* **THE REQUEST**
Return every line of the records below that contains the string "translucent", copying each one in full.

═══ ITEMS ═══

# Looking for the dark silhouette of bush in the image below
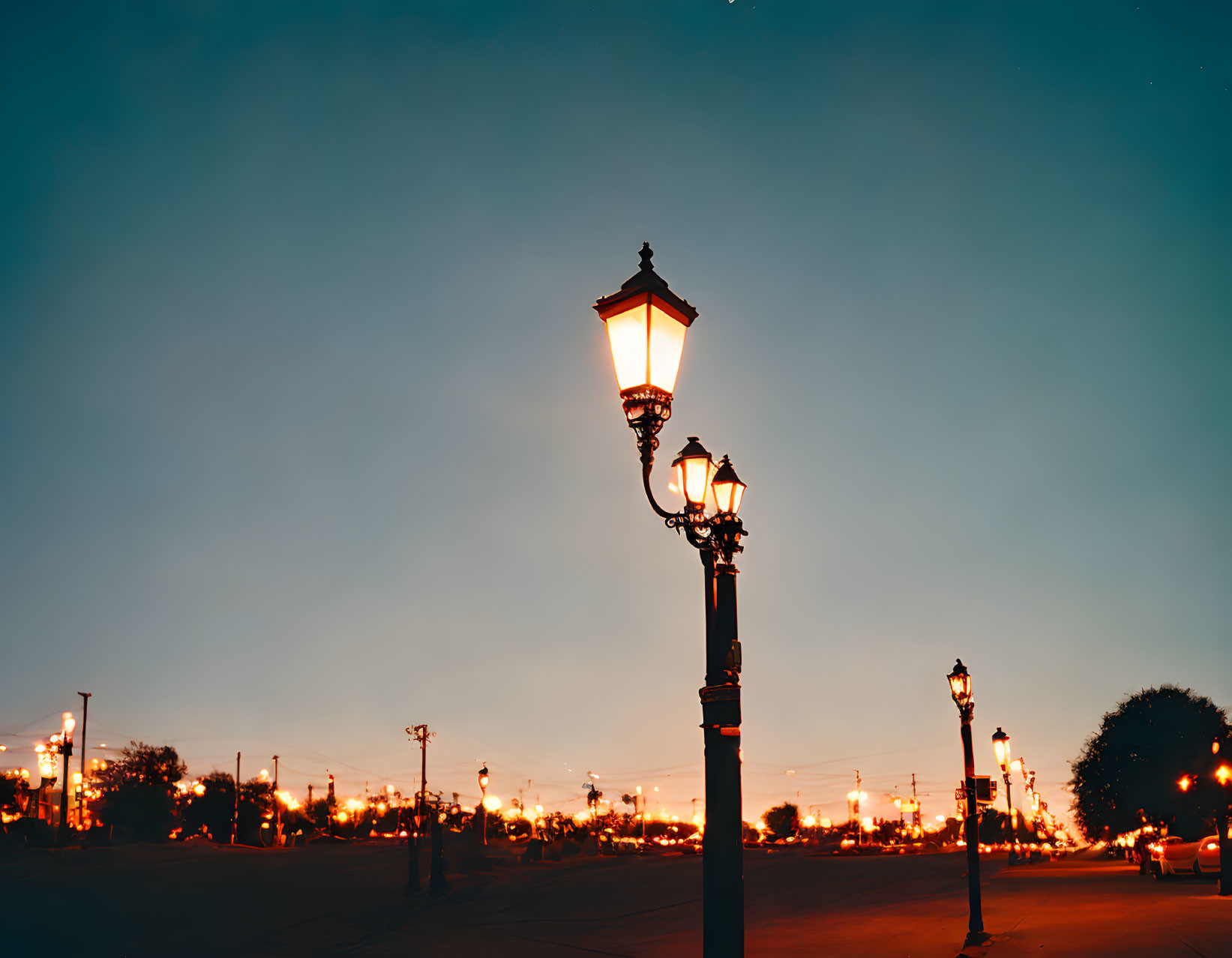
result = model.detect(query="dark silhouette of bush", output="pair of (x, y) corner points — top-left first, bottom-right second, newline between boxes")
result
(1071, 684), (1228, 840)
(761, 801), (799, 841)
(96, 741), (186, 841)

═══
═══ ITEMS ═══

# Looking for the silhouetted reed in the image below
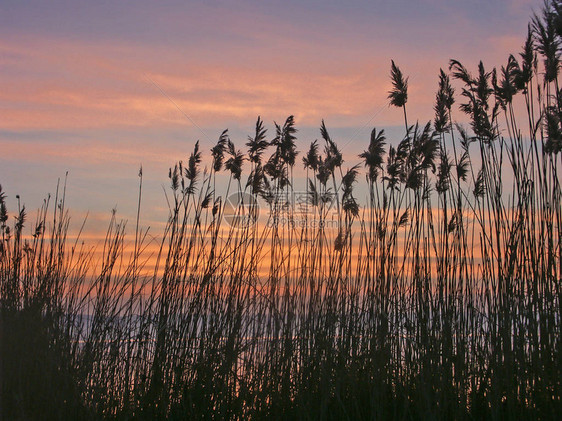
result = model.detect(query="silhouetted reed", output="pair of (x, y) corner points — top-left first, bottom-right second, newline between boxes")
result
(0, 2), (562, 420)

═══
═══ ITEMS ═══

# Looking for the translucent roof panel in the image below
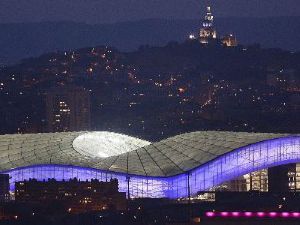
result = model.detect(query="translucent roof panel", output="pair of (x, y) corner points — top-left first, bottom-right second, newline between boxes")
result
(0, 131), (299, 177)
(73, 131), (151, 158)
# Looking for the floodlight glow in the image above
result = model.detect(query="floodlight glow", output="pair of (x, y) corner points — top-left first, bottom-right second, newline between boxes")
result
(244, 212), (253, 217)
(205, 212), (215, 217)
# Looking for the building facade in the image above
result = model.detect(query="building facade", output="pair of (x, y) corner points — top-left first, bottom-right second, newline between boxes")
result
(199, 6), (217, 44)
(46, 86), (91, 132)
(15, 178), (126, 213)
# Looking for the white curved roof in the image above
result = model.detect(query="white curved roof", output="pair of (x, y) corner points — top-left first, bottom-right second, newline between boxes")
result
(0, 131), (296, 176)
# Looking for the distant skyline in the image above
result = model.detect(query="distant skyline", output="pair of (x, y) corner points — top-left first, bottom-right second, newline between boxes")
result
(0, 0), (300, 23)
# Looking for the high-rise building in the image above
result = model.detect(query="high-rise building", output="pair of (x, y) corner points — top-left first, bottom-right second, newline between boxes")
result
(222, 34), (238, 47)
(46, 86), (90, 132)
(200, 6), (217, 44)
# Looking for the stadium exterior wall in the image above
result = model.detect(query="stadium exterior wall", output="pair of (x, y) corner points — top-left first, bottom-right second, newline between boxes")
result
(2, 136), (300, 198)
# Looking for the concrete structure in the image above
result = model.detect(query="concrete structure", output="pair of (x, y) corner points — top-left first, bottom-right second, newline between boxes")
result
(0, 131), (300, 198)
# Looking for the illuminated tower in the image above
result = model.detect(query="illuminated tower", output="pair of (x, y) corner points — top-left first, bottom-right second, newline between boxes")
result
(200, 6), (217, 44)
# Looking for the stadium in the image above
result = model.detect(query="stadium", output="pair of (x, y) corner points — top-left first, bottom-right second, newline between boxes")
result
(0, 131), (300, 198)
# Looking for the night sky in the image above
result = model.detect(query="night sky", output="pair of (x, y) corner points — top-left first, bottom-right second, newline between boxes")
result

═══

* **CORRECT ANSWER**
# Looking for the translucent roof panel in the image below
result = model.detect(query="translucent roof panel", output="pair of (x, y) corner points — top-left first, bottom-right second, newline between boxes")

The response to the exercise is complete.